**ABOUT THIS EXERCISE:** Each of the lines below must be restated exactly.

**MATERIAL PROVIDED:**
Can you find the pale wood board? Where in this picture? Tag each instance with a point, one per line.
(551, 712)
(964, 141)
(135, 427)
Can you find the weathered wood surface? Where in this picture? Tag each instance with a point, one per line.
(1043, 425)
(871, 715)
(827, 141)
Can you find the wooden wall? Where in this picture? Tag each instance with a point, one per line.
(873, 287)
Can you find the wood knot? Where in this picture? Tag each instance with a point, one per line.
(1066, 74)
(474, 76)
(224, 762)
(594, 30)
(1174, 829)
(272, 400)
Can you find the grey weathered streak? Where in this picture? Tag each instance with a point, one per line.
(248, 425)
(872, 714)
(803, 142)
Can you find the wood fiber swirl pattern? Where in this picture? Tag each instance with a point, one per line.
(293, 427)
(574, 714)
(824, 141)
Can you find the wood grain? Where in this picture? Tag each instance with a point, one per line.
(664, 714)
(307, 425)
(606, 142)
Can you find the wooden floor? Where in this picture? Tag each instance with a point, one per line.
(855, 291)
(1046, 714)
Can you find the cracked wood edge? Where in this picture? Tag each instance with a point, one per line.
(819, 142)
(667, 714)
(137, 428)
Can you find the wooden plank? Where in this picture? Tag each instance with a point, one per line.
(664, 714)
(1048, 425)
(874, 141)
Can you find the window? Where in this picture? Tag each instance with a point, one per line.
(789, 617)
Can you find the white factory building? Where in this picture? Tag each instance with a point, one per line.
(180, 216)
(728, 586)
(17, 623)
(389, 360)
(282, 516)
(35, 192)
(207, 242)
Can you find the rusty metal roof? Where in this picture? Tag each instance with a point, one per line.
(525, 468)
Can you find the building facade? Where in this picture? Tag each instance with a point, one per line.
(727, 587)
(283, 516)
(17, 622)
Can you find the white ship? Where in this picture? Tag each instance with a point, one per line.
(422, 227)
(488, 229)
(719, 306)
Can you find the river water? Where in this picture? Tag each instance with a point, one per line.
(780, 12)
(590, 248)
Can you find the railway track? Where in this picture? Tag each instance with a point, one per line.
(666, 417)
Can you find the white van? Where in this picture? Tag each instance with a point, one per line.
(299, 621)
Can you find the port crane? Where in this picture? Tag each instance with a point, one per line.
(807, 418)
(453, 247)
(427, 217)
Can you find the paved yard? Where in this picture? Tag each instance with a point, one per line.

**RESULT OF THE TASK:**
Can you find the pale wood board? Where in this picture? Tag each instance with a point, one per line.
(551, 712)
(964, 141)
(135, 427)
Can you find the weathered wood surface? Where in this picture? Tag each instance with a point, one per line.
(1043, 425)
(871, 715)
(827, 141)
Can you find the wooden wall? Where in this picture? Tag each instance with a point, one per line.
(873, 287)
Can you find the wood knot? Where in this picture? Tag each instance with a point, one per line.
(1066, 74)
(474, 76)
(224, 762)
(594, 30)
(1174, 829)
(272, 400)
Can you find the grey weathered streak? Where in this picture? Tag each instance with a point, one per line.
(248, 425)
(872, 714)
(803, 142)
Can you find the wood fiber swirl pattern? Where in this picture? Tag each instance with a point, one per line.
(293, 427)
(574, 714)
(824, 141)
Can you find the wood grain? Where in this picture? Tag each instance with a point, one per line.
(664, 714)
(307, 425)
(606, 142)
Can you find the wooden floor? Where in this picture? Tag each instance with a point, one per line.
(855, 291)
(1046, 714)
Can you find the cracked wood edge? Where in this picture? Tag each instance with a point, one per line.
(819, 142)
(667, 714)
(137, 428)
Can you find the wooden plank? Where in this picture? Tag each instance with a point, one per line.
(664, 714)
(1048, 425)
(874, 141)
Can you find the window? Where in this picture? Tag each instance with a point, one per line.
(789, 617)
Can you find the white factory building? Where in this picture? Tag each instance with a point, one per line.
(180, 216)
(728, 586)
(17, 623)
(389, 360)
(282, 516)
(35, 192)
(207, 242)
Can you find the rusty metal roof? Where in this picture? Tag each instance with a point, one per line.
(525, 468)
Can you find the building facade? Where in this picture? Tag each instance with a point, one per line.
(727, 587)
(283, 516)
(17, 622)
Can you find the white ship? Where in this picture? Tag each instance with a point, one per line.
(422, 227)
(488, 229)
(719, 306)
Can you find the river water? Where in this picture? Tag each instance with a point, one per line.
(780, 12)
(590, 248)
Can you find the railway track? Where in this picture? Tag each instance with a point, one per line.
(666, 417)
Can you find the white van? Where in this picture? Tag each instance with a point, one per line.
(299, 621)
Can you find the port crane? Where in this picture? Tag each instance with a point, one per line.
(807, 418)
(453, 247)
(427, 217)
Can you find the paved yard? Where in this picture? Tag each instance with a point, one per line.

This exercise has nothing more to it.